- _What needs to be done_: In the acknowledgments, change "scripts" to "code" and write out the stretch from "We are grateful" through "for IT support." with that one edit.

- _Given text_:

◇ ◇ ◇ ◇

We would like to thank the FAANG community for the general support and in particular A. Archibald (Roslin Institute, UK), L. Clarke, P. Harrison (EMBL-EBI, UK), and M. Groenen (WUR, Netherlands) for their collaboration in the organization of the project, and B. Rosen (ARS, USDA) for providing information about the goat sexual chromosomes. We wish to thank all field operators at INRA experimental animal facilities, units, and platforms in France for the access and the assistance in animal handling and sampling, including the following: Y. Gallard, UE Le Pin (Gouffern en Auge), F. Bouvier and T. Fassier, UE Bourges (Osmoy), S. Ferchaud, UE GenESI (Magneraud/Rouillé), Y. Baumard, UE PEAT (Nouzilly), C. Berri and J. Gautron, UR BOA (Nouzilly), G. Gomot, J.P. Dubois and A. Arnould, UR PRC CIRE (Nouzilly), E. Guettier, D. Capo and J. Savoie, UE PAO (Nouzilly).

We are grateful to A. Breschi (Stanford, USA) and J. Lagarde (CRG, Spain) for sharing scripts and to N. Servant (Institut Curie, France) for assistance on HiC-PRO. Additional acknowledgements go to C. Donnadieu and O. Bouchez from the Get-Plage sequencing platform (INRA Toulouse) and to C. Gaspin and her staff at the GenoToul bioinformatics platform (INRA Toulouse), especially D. Laborie and M.S. Trotard for IT support.

◇ ◇ ◇ ◇

- _Dataset_:
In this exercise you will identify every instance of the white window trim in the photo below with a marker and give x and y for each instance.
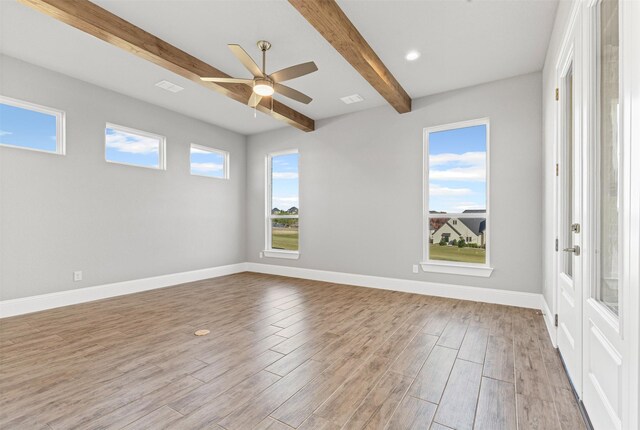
(162, 160)
(268, 251)
(225, 154)
(60, 124)
(451, 267)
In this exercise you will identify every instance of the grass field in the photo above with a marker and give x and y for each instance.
(453, 253)
(284, 238)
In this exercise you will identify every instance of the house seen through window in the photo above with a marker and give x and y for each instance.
(457, 213)
(282, 219)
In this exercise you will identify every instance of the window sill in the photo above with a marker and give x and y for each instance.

◇ ◇ ◇ ◇

- _Answer_:
We are grateful to A. Breschi (Stanford, USA) and J. Lagarde (CRG, Spain) for sharing code and to N. Servant (Institut Curie, France) for assistance on HiC-PRO. Additional acknowledgements go to C. Donnadieu and O. Bouchez from the Get-Plage sequencing platform (INRA Toulouse) and to C. Gaspin and her staff at the GenoToul bioinformatics platform (INRA Toulouse), especially D. Laborie and M.S. Trotard for IT support.